[Collected data]
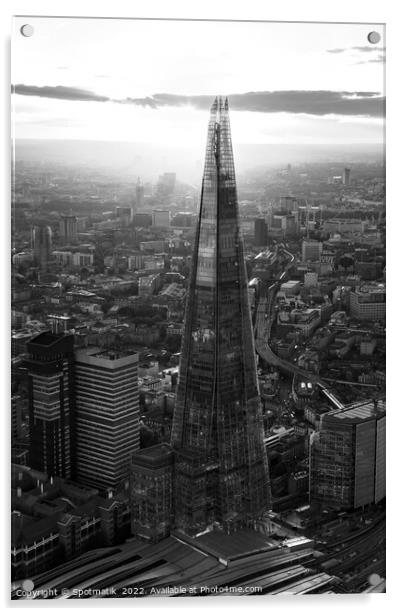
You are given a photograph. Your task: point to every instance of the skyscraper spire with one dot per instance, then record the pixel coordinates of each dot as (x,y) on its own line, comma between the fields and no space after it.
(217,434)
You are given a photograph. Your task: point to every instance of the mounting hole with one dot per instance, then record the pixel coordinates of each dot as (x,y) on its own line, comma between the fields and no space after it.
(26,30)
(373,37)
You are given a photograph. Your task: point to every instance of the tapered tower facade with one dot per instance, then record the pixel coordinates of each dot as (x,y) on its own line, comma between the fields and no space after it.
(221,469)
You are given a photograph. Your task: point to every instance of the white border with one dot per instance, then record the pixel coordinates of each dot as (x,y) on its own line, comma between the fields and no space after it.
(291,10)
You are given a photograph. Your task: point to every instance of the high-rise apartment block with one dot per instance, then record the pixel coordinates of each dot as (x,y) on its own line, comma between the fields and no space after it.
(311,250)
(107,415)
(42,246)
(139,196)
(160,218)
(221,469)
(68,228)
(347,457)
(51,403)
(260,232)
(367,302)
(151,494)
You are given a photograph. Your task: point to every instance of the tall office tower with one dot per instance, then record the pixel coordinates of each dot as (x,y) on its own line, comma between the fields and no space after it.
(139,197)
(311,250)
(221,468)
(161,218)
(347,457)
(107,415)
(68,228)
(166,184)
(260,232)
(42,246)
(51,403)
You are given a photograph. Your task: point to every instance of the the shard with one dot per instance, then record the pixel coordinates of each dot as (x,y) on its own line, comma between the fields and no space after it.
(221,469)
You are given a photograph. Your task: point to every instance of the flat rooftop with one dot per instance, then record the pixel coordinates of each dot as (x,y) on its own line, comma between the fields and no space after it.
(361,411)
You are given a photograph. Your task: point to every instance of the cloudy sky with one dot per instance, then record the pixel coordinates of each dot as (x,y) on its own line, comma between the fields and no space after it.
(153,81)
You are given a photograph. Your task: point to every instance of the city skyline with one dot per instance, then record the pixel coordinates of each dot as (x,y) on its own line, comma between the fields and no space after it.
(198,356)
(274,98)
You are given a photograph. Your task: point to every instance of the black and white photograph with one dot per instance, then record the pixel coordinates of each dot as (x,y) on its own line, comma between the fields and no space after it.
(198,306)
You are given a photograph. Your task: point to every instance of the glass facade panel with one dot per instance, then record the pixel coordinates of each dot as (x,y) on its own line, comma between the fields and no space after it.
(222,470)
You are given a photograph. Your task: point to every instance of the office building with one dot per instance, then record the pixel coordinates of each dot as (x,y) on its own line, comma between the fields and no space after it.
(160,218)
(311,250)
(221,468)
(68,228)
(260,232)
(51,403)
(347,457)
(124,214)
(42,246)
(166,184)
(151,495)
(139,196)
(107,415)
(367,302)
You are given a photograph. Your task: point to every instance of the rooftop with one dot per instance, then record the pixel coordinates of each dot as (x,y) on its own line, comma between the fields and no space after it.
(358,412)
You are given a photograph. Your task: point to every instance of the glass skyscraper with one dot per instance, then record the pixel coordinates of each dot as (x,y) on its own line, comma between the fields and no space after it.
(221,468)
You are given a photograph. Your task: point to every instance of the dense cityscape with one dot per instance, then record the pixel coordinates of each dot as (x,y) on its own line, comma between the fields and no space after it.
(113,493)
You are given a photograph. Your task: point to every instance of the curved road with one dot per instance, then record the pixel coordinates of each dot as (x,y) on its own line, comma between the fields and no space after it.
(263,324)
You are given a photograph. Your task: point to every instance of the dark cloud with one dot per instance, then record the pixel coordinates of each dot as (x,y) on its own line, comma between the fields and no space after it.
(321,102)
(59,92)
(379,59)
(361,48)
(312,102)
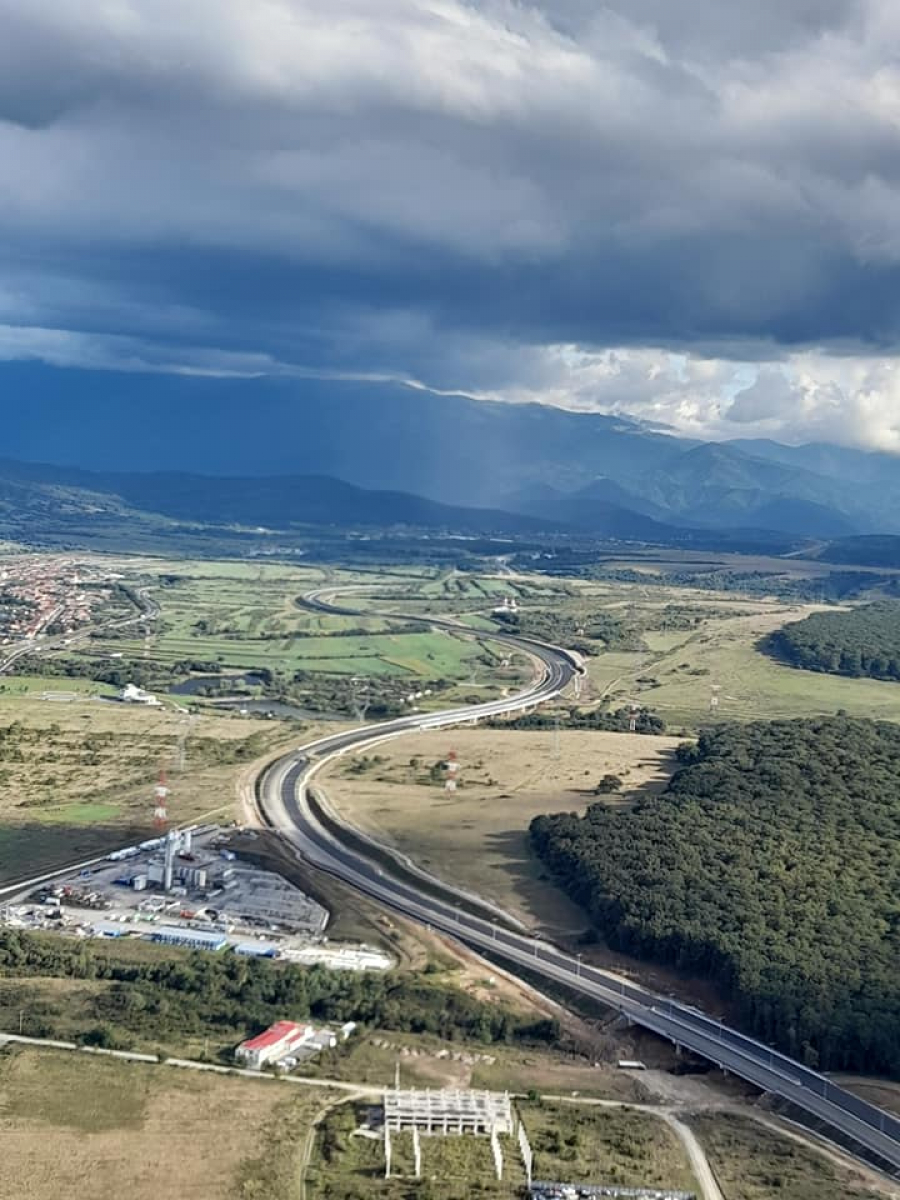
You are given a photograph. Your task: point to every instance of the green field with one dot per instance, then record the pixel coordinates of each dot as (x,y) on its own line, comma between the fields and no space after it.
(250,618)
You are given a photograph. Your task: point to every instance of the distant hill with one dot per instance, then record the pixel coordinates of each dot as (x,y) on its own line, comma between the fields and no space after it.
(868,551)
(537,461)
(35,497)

◆ Problem to solve: Copy the records above exactly, leaving out every picture.

◆ Reply to the task:
You are given a photograph. Your task: point to every instance of the skyscraper spire with one dot per instance, then record the pixel coordinates of each dot as (x,y) on its own line, comma between the fields and no space after it.
(217,434)
You are given a photograph. Your task: point to every instance of the mounting hole with one dot per instance, then record the pixel coordinates of each dot as (x,y) on its own line, comma between the fields and no space after it.
(26,30)
(373,37)
You are given a photograph. Your task: point to every instance of the tapered tower facade with one dot per instance, then record the pixel coordinates of each dot as (x,y) on its own line, comma between the fields and no space after it.
(221,469)
You are given a photograph. Your task: point to every instance of the white border with one dot per instance, then record the pixel coordinates of each dot as (x,y) on its own line, comma between the fields and no space after it.
(291,10)
You are given a photograph. Your task: point to every instance of the high-rise apartment block with one dot per instance, then record the pixel coordinates of each dot as (x,y) on its own line, comma between the fields and no space after it.
(311,250)
(107,415)
(42,246)
(139,196)
(160,218)
(221,469)
(68,228)
(347,457)
(51,403)
(260,232)
(367,302)
(151,494)
You are given a photograph. Your task: point to every instance of the tall office tower with one dot per instance, then record the pixel coordinates of each dot as (x,y) on its own line, comma between the fields and no space after it.
(139,197)
(311,250)
(221,468)
(161,218)
(347,457)
(107,415)
(68,228)
(166,184)
(260,232)
(42,246)
(51,403)
You are given a photograph. Your task: point to every instance of the the shard with one dot per instance, then record the pixel coordinates of each dot as (x,y) on its own line, comma between the fields and no space after it.
(221,469)
You are given a photograph. Your task: point to every instance of the flat rooftop with one dot per instance, then record the pixel coordinates of each dot as (x,y) on its own line, comma between the fields and no space after it.
(361,411)
You are given a photograph. Your task: point to every instance of the cloudy sky with one dot per instance, then record the pixel coordinates of each dot as (x,y) on its own line, comma between the fields and no space after it.
(153,81)
You are given a photograph. Your task: point to every instance of the city skyline with one dot per instance, then record the pixel coordinates of each dot as (x,y) on its own line, comma between the fields and no space after it.
(198,356)
(274,98)
You are given a photograph. Your task: point to every instance of the black and white photograph with one dot per instance, then record the pixel coordinates of each dot as (x,y) on its own line, comma between the fields and no space after it.
(198,306)
You are given a photograph. Your task: point to every instance of the glass facade panel with one dot per instance, then record the pixel coordinates of each dot as (x,y) on its own line, comma between the fields and no space after it.
(222,470)
You are given a photograph. Your task: point to every instance of the office building with one dot per instance, then record the pixel coordinates of each dot as (x,y) on its own line, comma between the fields and no space after it.
(160,218)
(311,250)
(221,468)
(68,228)
(260,232)
(51,403)
(347,457)
(124,214)
(42,246)
(166,184)
(151,495)
(139,196)
(107,415)
(367,302)
You are given a photograph. Your task: point to every instance of the rooftop with one dot per instance, then record the pixel coordinates of each dot as (x,y) on its own line, comma between the fields and no space after it.
(358,412)
You are given a photograph. Your task: point to every instance of the glass skyscraper with one dot per instance, then record the pixel coordinates of each dot as (x,y) on its own line, comma between the fields and no space after it.
(221,468)
You are given a photograph. Your task: point to every instance of the dense cityscape with one dot per instance, then record the pixel coordinates of each dot as (x,y) on its own line, comma between the fields and no space after it.
(113,493)
You are given a photograph. Your task: point to every instance of the curved road with one dot per instance, then record the pixel coordinates of each dot as (x,y) on its own line, comma between the fields and no space after it.
(263,324)
You are given a photograph. Your task: point to every instance of the dark cloud with one dot per instance, then record the pixel coordinates of each dot as (x,y) on its own line, comma between the fields and no space after it.
(321,102)
(59,92)
(379,59)
(361,48)
(312,102)
You are given a photograph. Your task: point to every instance of the green field with one dot per instance, then record the pixel coordinates of each dot as (x,y) on its own line, comma between the fields and no space after it.
(250,618)
You are given a photograph. Your task: point to every instance of the distant hill with one dot per instance, then record the pixel coordinates of each dot as (x,y) on its own line, comma between the fields and no space after it.
(868,551)
(537,461)
(35,497)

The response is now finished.